- Problem details -
Recast the stretch of items from the line containing "Target: glass cabinet door" through the final line of the items as a JSON list of strings, one string per line, with blank lines omitted. Include only that stretch.

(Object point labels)
>> Start

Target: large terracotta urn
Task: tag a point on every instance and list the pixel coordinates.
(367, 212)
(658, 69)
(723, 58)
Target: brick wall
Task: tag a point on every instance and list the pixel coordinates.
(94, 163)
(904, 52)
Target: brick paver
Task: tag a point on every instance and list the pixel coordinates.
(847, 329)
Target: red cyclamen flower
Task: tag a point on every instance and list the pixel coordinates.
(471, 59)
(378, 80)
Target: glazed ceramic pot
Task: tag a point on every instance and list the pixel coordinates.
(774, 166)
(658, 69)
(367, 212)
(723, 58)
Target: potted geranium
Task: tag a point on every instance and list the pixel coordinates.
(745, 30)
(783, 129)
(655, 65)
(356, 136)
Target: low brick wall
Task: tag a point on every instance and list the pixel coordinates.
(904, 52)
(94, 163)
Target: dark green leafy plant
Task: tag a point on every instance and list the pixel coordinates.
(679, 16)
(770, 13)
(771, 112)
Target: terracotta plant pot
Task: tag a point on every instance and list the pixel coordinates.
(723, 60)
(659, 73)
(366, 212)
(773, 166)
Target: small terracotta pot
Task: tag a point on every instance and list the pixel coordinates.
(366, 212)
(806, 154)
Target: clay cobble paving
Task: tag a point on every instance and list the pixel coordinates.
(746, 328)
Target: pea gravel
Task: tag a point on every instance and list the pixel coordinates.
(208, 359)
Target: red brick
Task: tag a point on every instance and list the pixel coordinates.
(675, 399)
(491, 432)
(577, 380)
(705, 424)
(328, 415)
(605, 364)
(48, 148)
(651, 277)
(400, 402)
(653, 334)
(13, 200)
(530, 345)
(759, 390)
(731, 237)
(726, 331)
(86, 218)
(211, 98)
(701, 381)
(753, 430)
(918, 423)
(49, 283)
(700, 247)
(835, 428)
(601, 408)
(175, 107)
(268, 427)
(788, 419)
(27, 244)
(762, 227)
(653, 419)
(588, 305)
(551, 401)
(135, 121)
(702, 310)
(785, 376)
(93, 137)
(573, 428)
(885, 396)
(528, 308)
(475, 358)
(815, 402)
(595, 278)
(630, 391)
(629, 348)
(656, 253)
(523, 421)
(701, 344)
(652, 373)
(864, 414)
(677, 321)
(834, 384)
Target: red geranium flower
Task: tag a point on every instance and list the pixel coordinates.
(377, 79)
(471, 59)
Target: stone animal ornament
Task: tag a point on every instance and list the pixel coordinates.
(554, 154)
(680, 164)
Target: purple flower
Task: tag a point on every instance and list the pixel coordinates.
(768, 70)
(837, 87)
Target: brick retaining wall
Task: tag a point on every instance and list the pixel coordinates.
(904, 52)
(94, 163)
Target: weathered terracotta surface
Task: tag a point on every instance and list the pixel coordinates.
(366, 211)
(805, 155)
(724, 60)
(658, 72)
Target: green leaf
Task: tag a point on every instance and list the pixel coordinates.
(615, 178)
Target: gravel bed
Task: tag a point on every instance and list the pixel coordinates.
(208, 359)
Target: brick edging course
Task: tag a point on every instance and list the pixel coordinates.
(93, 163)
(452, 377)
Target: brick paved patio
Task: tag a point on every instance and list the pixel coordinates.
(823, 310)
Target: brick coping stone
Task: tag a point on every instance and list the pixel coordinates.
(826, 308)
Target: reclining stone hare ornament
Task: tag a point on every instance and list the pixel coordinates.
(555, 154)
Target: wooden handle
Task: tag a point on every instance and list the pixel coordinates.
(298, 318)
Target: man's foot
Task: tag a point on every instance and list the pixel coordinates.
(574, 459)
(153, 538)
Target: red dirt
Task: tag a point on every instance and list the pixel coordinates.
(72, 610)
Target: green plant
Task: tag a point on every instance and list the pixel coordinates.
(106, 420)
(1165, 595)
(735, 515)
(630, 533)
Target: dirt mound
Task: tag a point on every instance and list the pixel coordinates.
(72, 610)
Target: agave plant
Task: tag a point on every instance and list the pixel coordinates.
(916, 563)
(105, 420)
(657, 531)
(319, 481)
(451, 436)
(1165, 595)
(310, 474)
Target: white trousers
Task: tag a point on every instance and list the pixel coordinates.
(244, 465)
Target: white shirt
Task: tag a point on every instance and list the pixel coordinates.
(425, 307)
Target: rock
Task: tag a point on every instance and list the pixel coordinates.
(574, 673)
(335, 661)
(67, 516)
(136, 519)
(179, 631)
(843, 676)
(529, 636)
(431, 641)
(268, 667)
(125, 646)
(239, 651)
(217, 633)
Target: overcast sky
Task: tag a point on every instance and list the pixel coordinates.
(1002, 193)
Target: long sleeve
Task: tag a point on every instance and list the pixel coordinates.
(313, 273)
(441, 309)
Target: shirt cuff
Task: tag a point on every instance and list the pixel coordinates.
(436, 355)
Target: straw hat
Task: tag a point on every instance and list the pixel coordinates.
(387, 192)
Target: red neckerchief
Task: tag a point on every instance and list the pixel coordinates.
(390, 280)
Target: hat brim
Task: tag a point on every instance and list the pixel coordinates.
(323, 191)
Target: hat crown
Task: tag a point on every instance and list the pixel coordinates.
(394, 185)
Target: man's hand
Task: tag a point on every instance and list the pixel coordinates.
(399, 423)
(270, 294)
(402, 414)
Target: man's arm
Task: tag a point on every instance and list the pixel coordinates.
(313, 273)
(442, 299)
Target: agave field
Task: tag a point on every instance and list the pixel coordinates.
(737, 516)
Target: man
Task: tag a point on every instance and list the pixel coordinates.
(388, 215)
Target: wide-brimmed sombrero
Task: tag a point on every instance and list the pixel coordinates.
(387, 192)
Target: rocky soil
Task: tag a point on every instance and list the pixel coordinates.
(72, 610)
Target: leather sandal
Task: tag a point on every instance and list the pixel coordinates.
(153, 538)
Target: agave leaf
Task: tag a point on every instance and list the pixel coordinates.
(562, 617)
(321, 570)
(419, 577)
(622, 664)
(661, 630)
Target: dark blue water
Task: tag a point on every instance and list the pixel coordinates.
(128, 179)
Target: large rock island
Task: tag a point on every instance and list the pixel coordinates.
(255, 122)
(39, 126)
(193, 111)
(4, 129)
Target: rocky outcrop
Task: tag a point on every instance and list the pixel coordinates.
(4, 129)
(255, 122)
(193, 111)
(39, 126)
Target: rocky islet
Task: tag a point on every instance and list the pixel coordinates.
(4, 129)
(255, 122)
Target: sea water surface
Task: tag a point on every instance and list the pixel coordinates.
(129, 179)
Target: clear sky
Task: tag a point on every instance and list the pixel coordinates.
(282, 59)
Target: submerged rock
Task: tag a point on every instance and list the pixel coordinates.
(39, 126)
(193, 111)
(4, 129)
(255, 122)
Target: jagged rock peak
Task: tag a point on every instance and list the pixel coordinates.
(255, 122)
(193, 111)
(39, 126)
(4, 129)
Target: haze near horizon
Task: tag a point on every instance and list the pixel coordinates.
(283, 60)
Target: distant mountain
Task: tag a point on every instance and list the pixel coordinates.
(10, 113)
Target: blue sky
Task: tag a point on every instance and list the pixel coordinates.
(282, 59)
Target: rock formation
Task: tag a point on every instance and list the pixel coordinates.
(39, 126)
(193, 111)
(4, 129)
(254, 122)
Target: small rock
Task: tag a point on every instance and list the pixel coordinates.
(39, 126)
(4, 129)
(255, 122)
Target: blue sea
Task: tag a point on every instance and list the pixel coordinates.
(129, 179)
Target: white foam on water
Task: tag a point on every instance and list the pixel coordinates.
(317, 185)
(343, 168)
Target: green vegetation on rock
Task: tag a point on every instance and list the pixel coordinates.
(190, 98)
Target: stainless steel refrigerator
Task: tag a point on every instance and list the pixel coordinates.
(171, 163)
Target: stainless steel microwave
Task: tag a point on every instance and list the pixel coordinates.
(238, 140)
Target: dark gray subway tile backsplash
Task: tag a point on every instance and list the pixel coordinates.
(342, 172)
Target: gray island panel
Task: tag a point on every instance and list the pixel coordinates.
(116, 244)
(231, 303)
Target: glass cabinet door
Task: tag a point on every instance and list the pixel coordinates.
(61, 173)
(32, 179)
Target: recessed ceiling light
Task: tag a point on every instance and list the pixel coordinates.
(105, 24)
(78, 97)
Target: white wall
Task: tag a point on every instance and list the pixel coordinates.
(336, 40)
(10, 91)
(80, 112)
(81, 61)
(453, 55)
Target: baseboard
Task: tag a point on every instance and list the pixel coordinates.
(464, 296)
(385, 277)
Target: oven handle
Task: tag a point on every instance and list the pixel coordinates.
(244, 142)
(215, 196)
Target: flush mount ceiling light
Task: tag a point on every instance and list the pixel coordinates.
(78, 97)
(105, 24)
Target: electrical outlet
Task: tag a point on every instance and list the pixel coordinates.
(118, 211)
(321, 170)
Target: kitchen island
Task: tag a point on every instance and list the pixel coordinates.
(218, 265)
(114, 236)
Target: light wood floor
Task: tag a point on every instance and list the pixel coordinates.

>> End

- Finished task -
[
  "Target: glass cabinet door",
  "Task: tag a point on every instance and list the pixel coordinates.",
  "(61, 173)",
  "(32, 179)",
  "Target: recessed ceiling light",
  "Task: tag a point on every instance and list the pixel coordinates.",
  "(105, 24)",
  "(78, 97)",
  "Target: white wall",
  "Task: tag a point on every instance and list the pixel coordinates.",
  "(336, 40)",
  "(10, 91)",
  "(80, 112)",
  "(81, 61)",
  "(453, 55)",
  "Target: baseboard",
  "Task: tag a point on every instance and list the pixel coordinates.",
  "(464, 296)",
  "(385, 277)",
  "Target: oven handle",
  "Task: tag a point on every instance and list the pixel coordinates.",
  "(244, 142)",
  "(215, 196)",
  "Target: flush mount ceiling light",
  "Task: tag a point on every instance and list the pixel coordinates.",
  "(78, 97)",
  "(105, 24)",
  "Target: electrical outlet",
  "Task: tag a point on every instance and list the pixel coordinates.",
  "(118, 211)",
  "(321, 170)",
  "Target: kitchen island",
  "Task: tag a point on every instance and list the pixel coordinates.",
  "(218, 265)",
  "(114, 236)",
  "Target: light wood floor",
  "Task: tag a point on every instance and list the pixel coordinates."
]